**CHALLENGES:**
(1) Copy the Scripps College overview word for word, starting with "Nov 21, 2024" and going on through "generation of leaders.".
(2) Put this sentence from the Scripps College overview into Spanish: "Since then, Scripps has continued to champion qualities of both mind and spirit in accordance with the vision of its founder, newspaper entrepreneur and philanthropist Ellen Browning Scripps."

Nov 21, 2024  
2024-2025 SCRIPPS CATALOG 
    
2024-2025 SCRIPPS CATALOG

About Scripps College


About Scripps College

When Scripps was founded in 1926 in Claremont, California, it was one of few institutions dedicated to educating women for lives of commitment and engagement. Since then, Scripps has continued to champion qualities of both mind and spirit in accordance with the vision of its founder, newspaper entrepreneur and philanthropist Ellen Browning Scripps. Scripps today offers a rigorous interdisciplinary curriculum, a robust intellectual community, a commitment to diversity and inclusion, and a rich residential experience designed to shape the next generation of leaders.

As an internationally recognized leader in women’s liberal arts education, Scripps has an increasingly competitive admissions process that reflects the growing demand for a Scripps education. The College has garnered numerous prestigious national grants for student and faculty research, curriculum development, and educational initiatives, and has established a reputation for thoughtful leadership among higher education peers. Scripps students win many national fellowships and research grants and offer the skills employers value and society needs: strong critical thinking, written and oral communication abilities, a global orientation and intercultural competence, and the ability to collaborate effectively.

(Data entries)

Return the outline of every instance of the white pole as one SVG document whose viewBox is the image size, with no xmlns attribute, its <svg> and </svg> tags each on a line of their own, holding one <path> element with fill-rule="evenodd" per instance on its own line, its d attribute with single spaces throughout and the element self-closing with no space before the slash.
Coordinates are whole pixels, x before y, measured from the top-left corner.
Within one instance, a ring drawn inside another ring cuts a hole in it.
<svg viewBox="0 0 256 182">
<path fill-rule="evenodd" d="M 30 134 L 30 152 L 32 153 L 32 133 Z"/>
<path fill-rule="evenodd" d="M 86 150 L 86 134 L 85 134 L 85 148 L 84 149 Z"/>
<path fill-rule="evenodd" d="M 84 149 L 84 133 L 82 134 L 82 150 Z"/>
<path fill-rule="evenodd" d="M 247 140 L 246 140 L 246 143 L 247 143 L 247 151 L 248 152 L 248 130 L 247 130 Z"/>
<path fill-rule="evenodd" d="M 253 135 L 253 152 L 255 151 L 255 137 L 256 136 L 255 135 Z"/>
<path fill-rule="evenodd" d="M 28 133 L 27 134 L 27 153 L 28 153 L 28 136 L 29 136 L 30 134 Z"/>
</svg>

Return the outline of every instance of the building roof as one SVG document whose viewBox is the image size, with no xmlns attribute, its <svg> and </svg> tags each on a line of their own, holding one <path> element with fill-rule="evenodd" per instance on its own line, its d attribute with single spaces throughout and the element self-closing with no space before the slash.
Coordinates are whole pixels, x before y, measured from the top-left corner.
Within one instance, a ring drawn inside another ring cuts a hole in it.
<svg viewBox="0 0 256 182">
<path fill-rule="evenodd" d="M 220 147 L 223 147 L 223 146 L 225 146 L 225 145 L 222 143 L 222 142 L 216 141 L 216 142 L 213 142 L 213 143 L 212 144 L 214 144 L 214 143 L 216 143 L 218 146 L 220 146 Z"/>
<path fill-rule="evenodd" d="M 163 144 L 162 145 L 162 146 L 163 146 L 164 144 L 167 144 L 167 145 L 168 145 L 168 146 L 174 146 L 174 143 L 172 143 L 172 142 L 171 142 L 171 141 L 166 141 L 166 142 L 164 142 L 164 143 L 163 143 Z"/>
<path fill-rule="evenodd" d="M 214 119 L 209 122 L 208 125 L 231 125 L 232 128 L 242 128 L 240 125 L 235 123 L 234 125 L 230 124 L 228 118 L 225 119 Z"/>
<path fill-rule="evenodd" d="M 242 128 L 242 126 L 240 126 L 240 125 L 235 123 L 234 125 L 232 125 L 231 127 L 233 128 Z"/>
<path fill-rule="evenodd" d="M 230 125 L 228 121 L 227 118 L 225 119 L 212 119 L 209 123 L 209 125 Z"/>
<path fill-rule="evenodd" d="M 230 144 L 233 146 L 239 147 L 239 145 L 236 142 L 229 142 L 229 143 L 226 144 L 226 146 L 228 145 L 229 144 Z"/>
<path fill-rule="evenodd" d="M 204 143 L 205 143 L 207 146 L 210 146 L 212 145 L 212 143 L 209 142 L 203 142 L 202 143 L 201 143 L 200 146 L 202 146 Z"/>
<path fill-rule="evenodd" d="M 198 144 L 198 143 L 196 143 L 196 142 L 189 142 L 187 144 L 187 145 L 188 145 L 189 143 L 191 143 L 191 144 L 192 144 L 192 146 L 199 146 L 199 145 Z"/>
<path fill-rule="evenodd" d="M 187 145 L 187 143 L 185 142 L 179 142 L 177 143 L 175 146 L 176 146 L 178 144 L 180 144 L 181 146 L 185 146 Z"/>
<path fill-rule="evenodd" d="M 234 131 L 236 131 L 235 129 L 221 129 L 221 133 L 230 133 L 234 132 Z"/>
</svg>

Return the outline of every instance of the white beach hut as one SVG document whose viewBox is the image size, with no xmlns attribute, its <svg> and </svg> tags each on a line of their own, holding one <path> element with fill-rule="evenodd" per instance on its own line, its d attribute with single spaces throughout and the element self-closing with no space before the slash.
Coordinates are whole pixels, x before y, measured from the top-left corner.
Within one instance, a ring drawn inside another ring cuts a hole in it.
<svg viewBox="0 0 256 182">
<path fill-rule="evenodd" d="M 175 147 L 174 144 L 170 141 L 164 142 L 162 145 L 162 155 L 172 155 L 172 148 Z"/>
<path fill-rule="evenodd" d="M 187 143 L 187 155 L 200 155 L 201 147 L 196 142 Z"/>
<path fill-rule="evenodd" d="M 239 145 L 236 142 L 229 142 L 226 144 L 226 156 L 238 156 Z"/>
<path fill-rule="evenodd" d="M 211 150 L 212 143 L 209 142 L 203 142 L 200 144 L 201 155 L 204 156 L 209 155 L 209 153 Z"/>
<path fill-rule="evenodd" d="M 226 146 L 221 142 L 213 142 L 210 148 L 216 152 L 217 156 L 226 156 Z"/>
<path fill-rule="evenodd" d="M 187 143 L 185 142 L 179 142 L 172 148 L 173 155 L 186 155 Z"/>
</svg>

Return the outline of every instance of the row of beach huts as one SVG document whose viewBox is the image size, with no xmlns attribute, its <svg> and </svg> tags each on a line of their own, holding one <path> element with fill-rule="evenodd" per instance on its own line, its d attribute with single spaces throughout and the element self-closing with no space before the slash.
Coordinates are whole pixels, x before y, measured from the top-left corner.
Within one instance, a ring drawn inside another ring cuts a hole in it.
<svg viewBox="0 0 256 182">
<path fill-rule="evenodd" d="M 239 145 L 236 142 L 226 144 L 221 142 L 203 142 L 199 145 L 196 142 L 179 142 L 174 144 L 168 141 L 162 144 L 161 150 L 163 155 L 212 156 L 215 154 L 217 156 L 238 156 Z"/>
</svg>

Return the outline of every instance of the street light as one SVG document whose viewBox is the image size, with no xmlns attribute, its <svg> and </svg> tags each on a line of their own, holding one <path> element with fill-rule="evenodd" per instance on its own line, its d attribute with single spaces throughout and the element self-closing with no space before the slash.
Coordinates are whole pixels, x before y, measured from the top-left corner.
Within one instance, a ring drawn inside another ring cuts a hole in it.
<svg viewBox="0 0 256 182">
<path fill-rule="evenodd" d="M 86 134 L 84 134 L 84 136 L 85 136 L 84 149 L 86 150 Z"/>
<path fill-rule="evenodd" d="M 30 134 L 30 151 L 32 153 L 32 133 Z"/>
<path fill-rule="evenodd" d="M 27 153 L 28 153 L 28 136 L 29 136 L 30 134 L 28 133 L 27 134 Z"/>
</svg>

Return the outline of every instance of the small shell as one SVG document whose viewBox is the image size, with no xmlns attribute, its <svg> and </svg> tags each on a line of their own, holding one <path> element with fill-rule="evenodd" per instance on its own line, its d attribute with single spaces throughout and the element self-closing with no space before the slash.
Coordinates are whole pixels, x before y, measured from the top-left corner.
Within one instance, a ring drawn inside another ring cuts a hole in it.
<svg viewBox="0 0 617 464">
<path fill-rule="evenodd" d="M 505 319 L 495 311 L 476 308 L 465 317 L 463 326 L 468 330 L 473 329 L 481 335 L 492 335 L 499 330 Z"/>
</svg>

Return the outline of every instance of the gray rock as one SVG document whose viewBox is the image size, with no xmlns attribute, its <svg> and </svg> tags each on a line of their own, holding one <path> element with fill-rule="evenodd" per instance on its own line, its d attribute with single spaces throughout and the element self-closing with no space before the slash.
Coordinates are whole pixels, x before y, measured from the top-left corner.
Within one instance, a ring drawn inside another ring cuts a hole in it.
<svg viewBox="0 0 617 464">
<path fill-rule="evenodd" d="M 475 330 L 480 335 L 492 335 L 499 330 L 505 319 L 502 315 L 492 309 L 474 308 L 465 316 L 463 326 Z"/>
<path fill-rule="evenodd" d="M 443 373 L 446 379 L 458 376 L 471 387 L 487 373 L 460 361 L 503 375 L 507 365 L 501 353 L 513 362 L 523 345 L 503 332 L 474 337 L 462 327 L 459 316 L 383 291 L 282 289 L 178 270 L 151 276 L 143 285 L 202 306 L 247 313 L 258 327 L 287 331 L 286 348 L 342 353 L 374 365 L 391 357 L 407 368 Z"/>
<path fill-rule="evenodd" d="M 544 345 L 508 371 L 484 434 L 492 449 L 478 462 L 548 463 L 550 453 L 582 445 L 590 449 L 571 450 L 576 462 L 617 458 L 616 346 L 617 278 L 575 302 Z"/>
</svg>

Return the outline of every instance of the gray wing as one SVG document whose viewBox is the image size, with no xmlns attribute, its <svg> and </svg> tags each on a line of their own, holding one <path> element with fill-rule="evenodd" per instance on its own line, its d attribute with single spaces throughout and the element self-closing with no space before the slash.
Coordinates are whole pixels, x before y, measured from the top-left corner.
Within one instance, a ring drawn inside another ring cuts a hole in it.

**TASK-BY-TASK SOLUTIONS:**
(1)
Nov 21, 2024  
2024-2025 SCRIPPS CATALOG 
    
2024-2025 SCRIPPS CATALOG

About Scripps College


About Scripps College

When Scripps was founded in 1926 in Claremont, California, it was one of few institutions dedicated to educating women for lives of commitment and engagement. Since then, Scripps has continued to champion qualities of both mind and spirit in accordance with the vision of its founder, newspaper entrepreneur and philanthropist Ellen Browning Scripps. Scripps today offers a rigorous interdisciplinary curriculum, a robust intellectual community, a commitment to diversity and inclusion, and a rich residential experience designed to shape the next generation of leaders.

(2) Desde entonces, Scripps ha seguido defendiendo las cualidades tanto de la mente como del espíritu, de acuerdo con la visión de su fundadora, la empresaria periodística y filántropa Ellen Browning Scripps.